• _SELECTED EXCERPT_:
++++

Re: Intel details future Larrabee graphics chip

[MooseFET]

On 20 Aug 2008 08:25:57 GMT, [email protected] (Nick Maclaren) wrote:
[....]

Aside: does anyone know why the "Harvard" approach was promoted from
being a trivial but important variation of Von Neumann to being of
equal rank, starting about 20 years ago? Because it assuredly ain't
so, despite the nonsense in Wikipedia, and almost all programming
languages have used separate code and data "address spaces" since
the invention of COBOL and FORTRAN, and were/are always talked about
as using the Von Neumann model (as they do).

Regards,
Nick Maclaren.

Well, gosh, the idea came from Harvard, it must be right.

I believe that the idea existed long before it got the tag "Harvard"
put onto it..

It is part of the reason why the 8051 is a much better processor than
an 8088.

 

[Dennis]

Huh???

Have you ever heard about x86 (SWAP reg), or any of the SIMD instruction
sets, like Altivec?

Terje

Actually both x86 and PowerPc have byte reverse instructions for up to 8
bytes. On the the PowerPc the SIMD byte shuffle instruction is a bit
faster but you need to worry about 16 byte alignment.

 

[Bernd Paysan]

Comes from the Harvard Mark I, which used a paper tape for instructions
and some sort of electromechanical storage for data.

That goes back to the first Zuse machine. The actual advance was von
Neumann's, because he found that instructions are just another form of
data. However, many computer languages haven't caught up to that idea, and
still only manipulate data, but don't provide meta-programming features.

No wonder ancient abominations like the 8051 are still popular :-(.

 

[[email protected]]

Actually both x86 and PowerPc have byte reverse instructions for up to
8 bytes. On the the PowerPc the SIMD byte shuffle instruction is a bit
faster but you need to worry about 16 byte alignment.

The PowerPC bit is news to me. First of all there are no byte reverse
instructions per se, only reversed loads/stores, secondly there is no
ld/stbrx so you can only reverse halfs and words.

Besides on _x86_ bswap also is limited to 16/32 bit quantities, bswapq
is x86_64 material.

P.S. There's a chance i missing something about double word byte reverse
on PPC64 so please do fill me in.

 

[MooseFET]

Huh???

Have you ever heard about x86 (SWAP reg),

Yes, I have heard of the SWAP and exchange instructions. Take a look
at what they do to a 32 bit field and compare that to the operation
needed to convert big and little endian 32 byte values. You will find
that they don't do the needed operation in one go.

or any of the SIMD instruction

 

[Andrew Reilly]

I.e. FFT/DCT runs better with a precalculated array of pairs of indices
to be swapped, since that avoids all the need for branch prediction
within the inner loop:

From:
ai = bitrev(i);
if (ai < i)
swap(data, data[ai]);

To:
i = revtable[r];
j = revtable[r+1];
swap(data, data[j]);

The fastest bit-reverse re-orderer I've managed used neither table nor
bit reverser: it computed the indices to be swapped recursively, just
following the counting sequence, but bit-backwards. Fully deterministic
(especially on machines with a return predictor). On a DSP with bit-
reverse post-increment addressing modes you usually don't need to
physically reorder the data at all: just use it in sequence, out of
order. However, I'm now of the opinion that that sort of trick is not
worth the architectural complication, since the in-place reorder
operation consumes way less than 10% of the FFT time however you do it,
usually.

++++

• _GIVEN DATA_:
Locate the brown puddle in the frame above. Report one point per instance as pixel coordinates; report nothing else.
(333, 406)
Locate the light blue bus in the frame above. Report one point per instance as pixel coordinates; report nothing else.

++++

• _SHORT PROBLEM 1_: In the Larrabee forum thread, what did the Harvard Mark I use to hold its instructions?
• _SHORT PROBLEM 2_: Do these statements agree with the Larrabee forum thread? Answer yes or no for each, and quote the words that settle it. (a) The PowerPC has an ld/stbrx instruction. (b) On x86, bswap can handle 64-bit quantities. (c) The in-place reorder uses well under 10% of the FFT time.
• _SHORT PROBLEM 3_: Pick up the Larrabee forum thread after its last sentence and continue it.

• _FINAL ANSWER 1_: A paper tape.

• _FINAL ANSWER 2_:
(a) No: "there is no ld/stbrx so you can only reverse halfs and words"
(b) No: "on _x86_ bswap also is limited to 16/32 bit quantities"
(c) Yes: "the in-place reorder operation consumes way less than 10% of the FFT time however you do it, usually"

• _FINAL ANSWER 3_:
Cheers,

 

[MooseFET]

The simplest case is when you have to swap the byte order of multi-
byte numbers. Many processors can exchange two bytes but I don't know
of any that can reverse the order of a 4 byte or 8 byte field quickly.

Ooops I must have been asleep while writing that.

 

[Wilco Dijkstra]

Yes, I have heard of the SWAP and exchange instructions. Take a look
at what they do to a 32 bit field and compare that to the operation
needed to convert big and little endian 32 byte values. You will find
that they don't do the needed operation in one go.

x86 bswap converts a 32-bit value between little and big-endian as
expected. You can use an endian swap of any size to swap larger
values by repeating it several times (and that applies to both pure
endian and odd mixed endian values).

Wilco

 

[Wilco Dijkstra]

|> On Wed, 20 Aug 2008 10:09:58 +0200, Morten Reistad <[email protected]>
|> wrote:
|>
|> >There are a number of algorithms I know that would have great
|> >benefit from some dedicated bit-shifting in hardware. As long as
|> >the FPGA is not too far removed from the CPU, and of acceptable
|> >speed. It usually involves scanning a few hundred to a few tens
|> >of thousand bytes and generating data.
|>
|> Not fully sure what you mean with dedicated bit shifting in hardware.
|> If you mean normal shifts and rotates most modern CPUs have that. If
|> you mean something else, please state what you want to do.

Try writing code to unpick an IEEE 754 floating-point number; once
you have done that, try doing that with an IEEE 754R decimal one

With the current ISAs, doing that sort of bit-munging in software
can be a hundred times as expensive as it could be done in a very
small amount of hardware.

Decoding/encoding IEEE 754 values typically takes 3-5 instructions on
ARM, so it's pretty trivial in software. 754R decimal is a lot more more
complex of course, but not nearly 100 times. One can decode a 50-bit
mantissa in around 20-25 instructions on a 32-bit CPU.

Some of the cryptographic algorithms are similar. Inverting bits
(as used in FFTs) is, too, but I don't know any algorithms where
that is a major bottleneck.

Indeed. Various architectures do implement bitreverse, but it is hardly
needed as CPUs already have the ultimate bitshuffle instruction:
the lookup table.

Wilco

 

[Nick Maclaren]

|>
|> > Try writing code to unpick an IEEE 754 floating-point number; once
|> > you have done that, try doing that with an IEEE 754R decimal one
|> >
|> > With the current ISAs, doing that sort of bit-munging in software
|> > can be a hundred times as expensive as it could be done in a very
|> > small amount of hardware.
|>
|> Decoding/encoding IEEE 754 values typically takes 3-5 instructions on
|> ARM, so it's pretty trivial in software. 754R decimal is a lot more more
|> complex of course, but not nearly 100 times. One can decode a 50-bit
|> mantissa in around 20-25 instructions on a 32-bit CPU.

I think that you mistook what I said.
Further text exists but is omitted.